Skip to content

Usage Statistics - Technical Specification

Version: 1.0 (Draft) Last Updated: 2025-11-20 Status: Draft for Implementation

System Architecture

Component Overview

┌─────────────────────────────────────────────────────────────────┐
│                        Printernizer Application                   │
├─────────────────────────────────────────────────────────────────┤
│                                                                   │
│  ┌──────────────────────────────────────────────────────────┐   │
│  │  src/services/usage_statistics_service.py                │   │
│  │                                                           │   │
│  │  - record_event(event_type, metadata)                    │   │
│  │  - aggregate_stats() → dict                              │   │
│  │  - submit_stats() → bool                                 │   │
│  │  - get_local_stats() → dict                              │   │
│  │  - delete_all_stats() → bool                             │   │
│  │  - export_stats() → JSON                                 │   │
│  └────────────────┬─────────────────────────────────────────┘   │
│                   │                                              │
│  ┌────────────────▼─────────────────────────────────────────┐   │
│  │  src/database/repositories/usage_statistics_repository.py│   │
│  │                                                           │   │
│  │  - insert_event(event)                                   │   │
│  │  - get_events(filters) → List[Event]                     │   │
│  │  - get_setting(key) → str                                │   │
│  │  - set_setting(key, value)                               │   │
│  │  - delete_all_events()                                   │   │
│  └────────────────┬─────────────────────────────────────────┘   │
│                   │                                              │
│  ┌────────────────▼─────────────────────────────────────────┐   │
│  │  SQLite Database (printernizer.db)                       │   │
│  │                                                           │   │
│  │  Tables:                                                  │   │
│  │  - usage_events                                          │   │
│  │  - usage_settings                                        │   │
│  │  - usage_aggregates (optional cache)                     │   │
│  └──────────────────────────────────────────────────────────┘   │
│                                                                   │
│  ┌──────────────────────────────────────────────────────────┐   │
│  │  src/api/routers/usage_statistics.py                     │   │
│  │                                                           │   │
│  │  GET  /api/v1/usage-stats/local                          │   │
│  │  GET  /api/v1/usage-stats/export                         │   │
│  │  POST /api/v1/usage-stats/opt-in                         │   │
│  │  POST /api/v1/usage-stats/opt-out                        │   │
│  │  DELETE /api/v1/usage-stats/delete-all                   │   │
│  └──────────────────────────────────────────────────────────┘   │
│                                                                   │
│  ┌──────────────────────────────────────────────────────────┐   │
│  │  Frontend: Settings UI                                   │   │
│  │  - Privacy settings page                                 │   │
│  │  - Local statistics viewer                               │   │
│  │  - Export/delete controls                                │   │
│  └──────────────────────────────────────────────────────────┘   │
│                                                                   │
└───────────────────────────┬───────────────────────────────────────┘
                            │ HTTPS POST (weekly, if opted in)

» **WORK REQUIRED**
Carry on the usage statistics specification from the point where it stops.

» **STORED DATA**
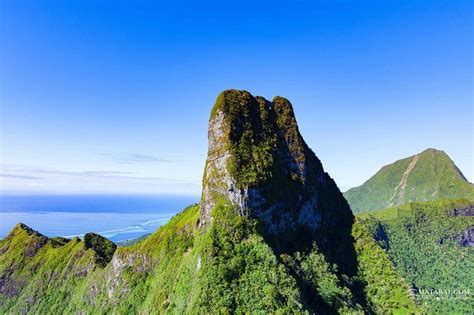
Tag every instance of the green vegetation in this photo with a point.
(424, 241)
(427, 176)
(296, 250)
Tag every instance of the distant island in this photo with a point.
(272, 233)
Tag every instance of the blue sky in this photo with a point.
(115, 96)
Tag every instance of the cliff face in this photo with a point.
(272, 234)
(259, 163)
(426, 176)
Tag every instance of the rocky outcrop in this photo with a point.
(463, 212)
(259, 163)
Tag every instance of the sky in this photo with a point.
(115, 96)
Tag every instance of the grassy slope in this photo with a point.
(178, 270)
(434, 176)
(411, 234)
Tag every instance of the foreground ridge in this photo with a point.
(272, 233)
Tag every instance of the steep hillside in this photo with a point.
(426, 176)
(432, 246)
(272, 233)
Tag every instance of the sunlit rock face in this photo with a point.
(259, 163)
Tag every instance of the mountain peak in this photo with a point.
(428, 175)
(259, 163)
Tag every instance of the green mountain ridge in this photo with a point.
(432, 246)
(426, 176)
(272, 233)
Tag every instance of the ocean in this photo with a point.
(117, 217)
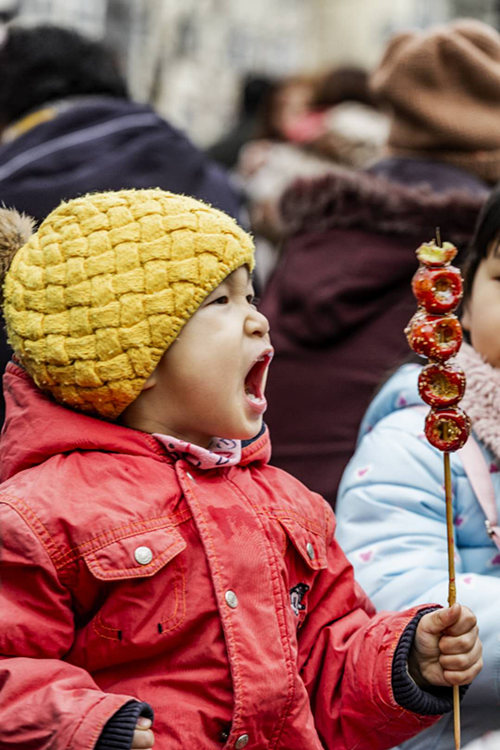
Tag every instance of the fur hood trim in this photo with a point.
(347, 199)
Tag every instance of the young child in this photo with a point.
(391, 508)
(152, 560)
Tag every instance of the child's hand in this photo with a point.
(446, 650)
(143, 735)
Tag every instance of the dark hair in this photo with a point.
(344, 83)
(44, 63)
(487, 230)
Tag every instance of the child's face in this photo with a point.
(211, 380)
(481, 316)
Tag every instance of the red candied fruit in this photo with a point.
(438, 289)
(431, 254)
(447, 429)
(441, 385)
(437, 337)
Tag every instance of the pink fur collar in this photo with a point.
(482, 396)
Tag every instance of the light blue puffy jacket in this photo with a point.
(392, 526)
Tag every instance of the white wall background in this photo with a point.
(187, 57)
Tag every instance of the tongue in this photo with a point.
(252, 382)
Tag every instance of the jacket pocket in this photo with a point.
(143, 582)
(305, 555)
(307, 541)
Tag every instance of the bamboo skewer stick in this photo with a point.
(452, 589)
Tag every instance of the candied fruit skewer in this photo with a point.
(434, 332)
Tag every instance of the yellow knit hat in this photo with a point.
(100, 291)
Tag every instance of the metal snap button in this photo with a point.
(231, 601)
(143, 555)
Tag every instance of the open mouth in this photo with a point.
(256, 377)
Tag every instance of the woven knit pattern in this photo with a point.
(97, 295)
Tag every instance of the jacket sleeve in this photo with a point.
(346, 659)
(392, 525)
(45, 701)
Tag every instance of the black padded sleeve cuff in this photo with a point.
(428, 702)
(119, 730)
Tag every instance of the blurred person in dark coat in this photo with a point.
(340, 297)
(68, 127)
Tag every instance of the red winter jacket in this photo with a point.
(220, 597)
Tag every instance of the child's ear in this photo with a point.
(150, 382)
(465, 318)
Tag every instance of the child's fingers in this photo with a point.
(143, 738)
(464, 676)
(461, 661)
(459, 644)
(434, 623)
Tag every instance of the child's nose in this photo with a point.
(256, 324)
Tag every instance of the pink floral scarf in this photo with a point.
(220, 452)
(482, 396)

» **EXERCISE ANSWER**
              ┌─────────────▼─────────────────────────────────┐
              │  Aggregation Service (Phase 2)                │
              │  https://stats.printernizer.com               │
              │                                               │
              │  POST /submit                                 │
              │  - Validate payload                           │
              │  - Rate limiting                              │
              │  - Store in SQL Server                        │
              └───────────────────────────────────────────────┘

Database Schema (Phase 1: Local Storage)

Table: usage_events

Stores individual usage events for local analysis and aggregation.

CREATE TABLE IF NOT EXISTS usage_events (
    id TEXT PRIMARY KEY,                    -- UUID v4
    event_type TEXT NOT NULL,               -- Event category (see Event Types below)
    timestamp DATETIME NOT NULL,            -- ISO 8601 format
    metadata TEXT,                          -- JSON blob with event-specific data
    submitted BOOLEAN DEFAULT 0,            -- Flag: has this been submitted?
    created_at DATETIME DEFAULT CURRENT_TIMESTAMP,

    -- Indexes for performance
    INDEX idx_event_type (event_type),
    INDEX idx_timestamp (timestamp),
    INDEX idx_submitted (submitted)
);

Event Types: - app_start - Application started - app_shutdown - Application stopped gracefully - job_created - Print job created - job_completed - Print job completed successfully - job_failed - Print job failed - file_downloaded - File downloaded from printer - file_uploaded - File uploaded to library - printer_connected - Printer connected successfully - printer_disconnected - Printer disconnected - error_occurred - Error encountered (with sanitized details) - feature_enabled - Feature toggled on - feature_disabled - Feature toggled off

Metadata Examples:

// app_start event
{
  "app_version": "2.7.0",
  "python_version": "3.11.0",
  "platform": "linux",
  "deployment_mode": "homeassistant"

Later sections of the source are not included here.